# GOAL
From the passage on progressive lenses, reproduce the part that begins with "The first successful" and ends with "does not vary.", substituting "trifocal" for "bifocal".

# TEXT SEGMENT
·····

Sunday, January 26, 2014

[Optometry Student Share] Optical Characteristics of General Purpose Progressives

The first successful progressive addition lenses were designed to maintain some of the characteristics of a bifocal. One criterion considered to be important was maintaining traditional lens optics in the upper half of the lens. If this is done, the power from the midline upward corresponds exactly to the prescribed distance power. At the midpoint of the lens and downward following the expected path of the eyes, plus power begins to increase. Once the full add power is reached, lens power does not vary.
The progressive zone connects distance and near lens areas. These types of lenses are said to have spherical upper halves because the front surface of the upper half of the lens is spherical, rather than aspheric.

The first really successful progressive lens was the original 1959 Varilux lens. ”The 1959 Varilux lens used this design philosophy.”

The original Varilux lens was designed to maintain a spherical surface in the upper half of the lens. It had two large and spherical distance and near vision zones linked together.

·····

# GIVEN DATA
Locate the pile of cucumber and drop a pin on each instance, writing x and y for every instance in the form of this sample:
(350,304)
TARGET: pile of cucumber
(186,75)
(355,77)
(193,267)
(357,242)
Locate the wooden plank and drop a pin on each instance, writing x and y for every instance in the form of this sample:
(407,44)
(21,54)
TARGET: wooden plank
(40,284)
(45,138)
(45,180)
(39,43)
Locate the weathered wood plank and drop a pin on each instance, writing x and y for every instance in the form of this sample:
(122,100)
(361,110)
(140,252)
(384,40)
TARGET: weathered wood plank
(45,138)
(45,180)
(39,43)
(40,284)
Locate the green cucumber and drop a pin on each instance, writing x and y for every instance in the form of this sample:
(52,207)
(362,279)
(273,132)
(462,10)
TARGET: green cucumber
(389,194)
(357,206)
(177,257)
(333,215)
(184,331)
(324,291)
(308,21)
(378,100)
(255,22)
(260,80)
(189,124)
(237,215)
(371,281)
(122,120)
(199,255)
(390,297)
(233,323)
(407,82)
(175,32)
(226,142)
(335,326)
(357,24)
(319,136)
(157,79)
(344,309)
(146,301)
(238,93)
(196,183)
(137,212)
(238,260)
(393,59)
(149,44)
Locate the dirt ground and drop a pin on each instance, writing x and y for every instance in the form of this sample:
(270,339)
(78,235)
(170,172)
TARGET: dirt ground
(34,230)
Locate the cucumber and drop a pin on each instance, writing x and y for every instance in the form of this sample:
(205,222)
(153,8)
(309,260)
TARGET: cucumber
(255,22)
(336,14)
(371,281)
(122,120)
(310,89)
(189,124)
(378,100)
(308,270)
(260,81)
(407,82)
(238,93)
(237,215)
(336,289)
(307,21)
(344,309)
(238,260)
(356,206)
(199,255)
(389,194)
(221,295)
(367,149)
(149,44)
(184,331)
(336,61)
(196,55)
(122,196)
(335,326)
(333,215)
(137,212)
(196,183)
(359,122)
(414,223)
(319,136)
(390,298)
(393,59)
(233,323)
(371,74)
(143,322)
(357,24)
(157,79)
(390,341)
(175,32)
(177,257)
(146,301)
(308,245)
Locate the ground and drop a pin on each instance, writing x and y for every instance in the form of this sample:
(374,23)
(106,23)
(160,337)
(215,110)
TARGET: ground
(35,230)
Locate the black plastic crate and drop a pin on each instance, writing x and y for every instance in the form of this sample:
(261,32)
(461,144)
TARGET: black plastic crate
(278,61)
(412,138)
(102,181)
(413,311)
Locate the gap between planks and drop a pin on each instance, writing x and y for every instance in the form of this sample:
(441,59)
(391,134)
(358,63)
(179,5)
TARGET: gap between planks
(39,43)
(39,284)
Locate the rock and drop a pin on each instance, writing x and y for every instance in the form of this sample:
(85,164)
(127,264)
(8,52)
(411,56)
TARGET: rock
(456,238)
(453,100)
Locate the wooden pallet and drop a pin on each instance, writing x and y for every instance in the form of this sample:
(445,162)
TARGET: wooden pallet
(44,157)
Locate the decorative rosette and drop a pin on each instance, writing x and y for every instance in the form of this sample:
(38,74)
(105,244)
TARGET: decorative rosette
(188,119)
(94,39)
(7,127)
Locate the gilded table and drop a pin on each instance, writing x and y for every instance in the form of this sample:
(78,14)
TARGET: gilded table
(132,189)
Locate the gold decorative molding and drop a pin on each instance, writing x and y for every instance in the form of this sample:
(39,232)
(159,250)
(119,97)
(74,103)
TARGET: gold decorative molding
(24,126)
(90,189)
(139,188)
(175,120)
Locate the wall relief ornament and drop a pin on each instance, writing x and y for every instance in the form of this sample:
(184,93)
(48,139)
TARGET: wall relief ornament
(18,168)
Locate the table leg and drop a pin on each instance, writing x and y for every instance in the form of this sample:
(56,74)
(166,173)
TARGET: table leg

·····

# SOLUTION TO THIS PROBLEM
The first successful progressive addition lenses were designed to maintain some of the characteristics of a trifocal. One criterion considered to be important was maintaining traditional lens optics in the upper half of the lens. If this is done, the power from the midline upward corresponds exactly to the prescribed distance power. At the midpoint of the lens and downward following the expected path of the eyes, plus power begins to increase. Once the full add power is reached, lens power does not vary.